[What to work on]
Beginning with the line that includes "Would you be able to point at the railing" and ending with the last line of the entries below, set down each line exactly; include no pictures.

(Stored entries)
▬▬▬▬▬▬

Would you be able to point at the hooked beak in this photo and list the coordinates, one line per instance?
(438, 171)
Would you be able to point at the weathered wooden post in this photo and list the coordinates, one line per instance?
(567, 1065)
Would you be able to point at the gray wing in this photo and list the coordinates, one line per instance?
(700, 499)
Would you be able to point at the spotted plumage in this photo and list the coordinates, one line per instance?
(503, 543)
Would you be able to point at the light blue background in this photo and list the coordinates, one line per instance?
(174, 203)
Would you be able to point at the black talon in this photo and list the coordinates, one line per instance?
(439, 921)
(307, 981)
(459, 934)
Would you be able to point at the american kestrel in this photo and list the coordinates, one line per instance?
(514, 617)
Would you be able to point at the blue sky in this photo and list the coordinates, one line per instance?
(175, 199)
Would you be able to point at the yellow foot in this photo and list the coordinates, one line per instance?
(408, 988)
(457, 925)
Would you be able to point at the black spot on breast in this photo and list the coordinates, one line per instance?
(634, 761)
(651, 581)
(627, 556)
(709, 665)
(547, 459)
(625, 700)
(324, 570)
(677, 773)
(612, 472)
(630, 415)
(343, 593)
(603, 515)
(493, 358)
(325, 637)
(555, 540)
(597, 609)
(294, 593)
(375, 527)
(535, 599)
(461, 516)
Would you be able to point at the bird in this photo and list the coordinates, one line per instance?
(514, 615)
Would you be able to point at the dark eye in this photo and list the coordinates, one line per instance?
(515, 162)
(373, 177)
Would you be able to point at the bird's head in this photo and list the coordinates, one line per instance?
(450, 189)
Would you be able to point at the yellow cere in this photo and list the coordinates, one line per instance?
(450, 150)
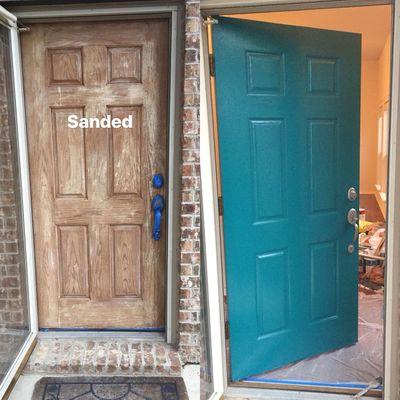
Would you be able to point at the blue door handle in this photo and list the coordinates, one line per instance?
(157, 205)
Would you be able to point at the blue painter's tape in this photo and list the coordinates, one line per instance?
(344, 385)
(133, 330)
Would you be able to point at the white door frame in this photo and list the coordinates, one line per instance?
(173, 11)
(211, 224)
(10, 21)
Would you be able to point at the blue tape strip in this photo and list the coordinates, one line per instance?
(311, 383)
(101, 330)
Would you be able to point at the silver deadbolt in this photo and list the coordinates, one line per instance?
(352, 216)
(352, 194)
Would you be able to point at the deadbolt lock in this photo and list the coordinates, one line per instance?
(352, 194)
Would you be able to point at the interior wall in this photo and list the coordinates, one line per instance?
(368, 126)
(375, 75)
(384, 70)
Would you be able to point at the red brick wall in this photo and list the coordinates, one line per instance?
(189, 314)
(11, 271)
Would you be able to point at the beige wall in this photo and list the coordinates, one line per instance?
(383, 104)
(369, 125)
(375, 76)
(384, 72)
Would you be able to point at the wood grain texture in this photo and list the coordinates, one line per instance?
(124, 64)
(126, 260)
(69, 153)
(73, 261)
(91, 188)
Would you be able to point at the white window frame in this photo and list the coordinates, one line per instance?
(211, 224)
(10, 21)
(174, 11)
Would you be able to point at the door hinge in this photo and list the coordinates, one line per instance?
(211, 59)
(220, 209)
(227, 330)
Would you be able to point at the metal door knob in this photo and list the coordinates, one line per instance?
(157, 205)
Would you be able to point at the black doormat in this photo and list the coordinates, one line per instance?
(110, 388)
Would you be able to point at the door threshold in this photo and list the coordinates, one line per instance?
(317, 388)
(236, 392)
(85, 334)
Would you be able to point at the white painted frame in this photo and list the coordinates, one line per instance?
(174, 12)
(211, 221)
(11, 22)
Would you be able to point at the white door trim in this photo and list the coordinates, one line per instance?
(11, 22)
(212, 226)
(174, 12)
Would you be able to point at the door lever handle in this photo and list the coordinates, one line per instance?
(352, 219)
(157, 205)
(355, 238)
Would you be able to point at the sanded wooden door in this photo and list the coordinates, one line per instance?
(97, 263)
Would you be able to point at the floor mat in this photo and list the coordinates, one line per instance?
(350, 366)
(110, 388)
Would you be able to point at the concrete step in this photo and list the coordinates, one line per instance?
(102, 355)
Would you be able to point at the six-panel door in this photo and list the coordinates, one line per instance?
(97, 263)
(288, 117)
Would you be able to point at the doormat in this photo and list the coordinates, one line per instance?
(110, 388)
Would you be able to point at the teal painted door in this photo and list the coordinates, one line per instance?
(288, 115)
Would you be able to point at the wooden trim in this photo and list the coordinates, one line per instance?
(122, 10)
(391, 362)
(20, 369)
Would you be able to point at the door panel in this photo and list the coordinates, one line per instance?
(97, 263)
(288, 117)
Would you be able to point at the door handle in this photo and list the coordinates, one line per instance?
(352, 219)
(157, 205)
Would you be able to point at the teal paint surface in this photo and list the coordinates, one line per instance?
(288, 115)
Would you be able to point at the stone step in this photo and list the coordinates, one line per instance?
(92, 356)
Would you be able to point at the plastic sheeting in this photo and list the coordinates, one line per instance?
(358, 364)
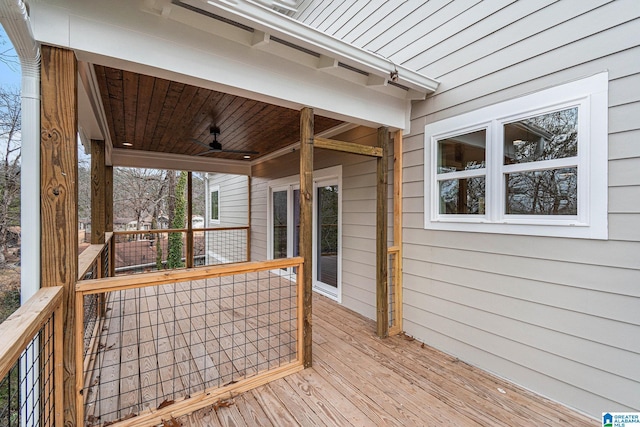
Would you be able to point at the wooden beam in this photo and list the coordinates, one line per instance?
(347, 147)
(382, 288)
(249, 219)
(189, 251)
(59, 197)
(98, 192)
(397, 228)
(108, 197)
(306, 227)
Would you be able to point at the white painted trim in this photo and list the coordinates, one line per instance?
(590, 95)
(259, 17)
(149, 159)
(185, 47)
(332, 174)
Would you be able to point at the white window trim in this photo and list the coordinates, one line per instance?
(591, 96)
(214, 189)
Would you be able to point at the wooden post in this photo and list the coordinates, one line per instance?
(382, 288)
(249, 218)
(190, 251)
(306, 227)
(108, 211)
(397, 226)
(59, 199)
(98, 192)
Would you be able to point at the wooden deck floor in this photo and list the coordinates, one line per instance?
(360, 380)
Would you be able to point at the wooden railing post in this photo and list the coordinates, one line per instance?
(306, 227)
(382, 288)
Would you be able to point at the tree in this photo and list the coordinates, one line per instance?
(174, 256)
(10, 144)
(138, 192)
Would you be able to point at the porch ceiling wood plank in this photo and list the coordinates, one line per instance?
(146, 84)
(156, 114)
(157, 96)
(130, 84)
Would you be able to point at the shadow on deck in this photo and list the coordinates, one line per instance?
(358, 379)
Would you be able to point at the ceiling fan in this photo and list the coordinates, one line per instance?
(216, 147)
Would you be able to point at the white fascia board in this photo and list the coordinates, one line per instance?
(121, 36)
(153, 160)
(259, 17)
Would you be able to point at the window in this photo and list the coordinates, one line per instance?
(534, 165)
(214, 201)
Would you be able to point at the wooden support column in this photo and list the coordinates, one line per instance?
(59, 202)
(306, 227)
(98, 192)
(397, 225)
(108, 213)
(249, 218)
(190, 251)
(382, 288)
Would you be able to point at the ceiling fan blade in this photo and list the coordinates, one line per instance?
(200, 143)
(239, 151)
(208, 152)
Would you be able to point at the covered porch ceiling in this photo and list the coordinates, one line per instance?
(157, 75)
(158, 115)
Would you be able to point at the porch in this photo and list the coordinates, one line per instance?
(359, 379)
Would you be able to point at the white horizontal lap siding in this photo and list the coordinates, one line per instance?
(558, 316)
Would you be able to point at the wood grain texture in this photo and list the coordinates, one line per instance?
(358, 379)
(98, 192)
(155, 114)
(59, 194)
(306, 227)
(347, 147)
(382, 288)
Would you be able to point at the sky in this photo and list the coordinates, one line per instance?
(8, 76)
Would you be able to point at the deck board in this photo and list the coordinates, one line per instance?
(357, 378)
(421, 386)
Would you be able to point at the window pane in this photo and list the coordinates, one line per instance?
(462, 196)
(462, 152)
(546, 137)
(279, 224)
(548, 192)
(215, 206)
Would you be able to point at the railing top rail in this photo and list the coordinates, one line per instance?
(177, 230)
(163, 277)
(89, 255)
(22, 326)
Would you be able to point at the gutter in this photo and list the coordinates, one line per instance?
(261, 18)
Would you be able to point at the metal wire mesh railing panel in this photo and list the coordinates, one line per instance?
(222, 246)
(27, 390)
(140, 252)
(159, 344)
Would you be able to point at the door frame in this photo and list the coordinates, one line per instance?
(331, 175)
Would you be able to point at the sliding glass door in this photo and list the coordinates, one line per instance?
(284, 228)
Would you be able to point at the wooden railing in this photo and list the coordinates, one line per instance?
(142, 251)
(31, 362)
(176, 341)
(395, 290)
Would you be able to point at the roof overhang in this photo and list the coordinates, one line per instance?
(188, 42)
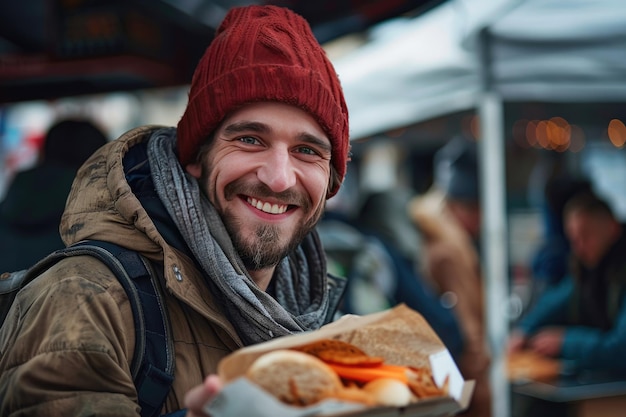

▬▬▬▬▬▬

[Task response]
Would you be able to point at the railing top rail in this photo and list the coordinates, one line per instance?
(177, 230)
(163, 277)
(89, 255)
(22, 326)
Would you be able to point at the gutter in this photo and list the coordinates, one line per instance?
(261, 18)
Would you be able to point at the metal wire mesh railing panel in this photo and list the coordinates, one line per instance?
(222, 246)
(27, 390)
(140, 252)
(159, 344)
Would you be able to point at the door frame in this photo and list the coordinates, one line per instance?
(331, 175)
Would you be able to point at the sliding glass door in this photo and list the coordinates, one line per instance?
(284, 228)
Would you be able to point at the wooden railing in this photo and list the coordinates, one line per instance?
(142, 251)
(31, 362)
(176, 341)
(395, 290)
Would you be able to point at the roof overhang in this photo and list the coordinates, one line per instance?
(188, 42)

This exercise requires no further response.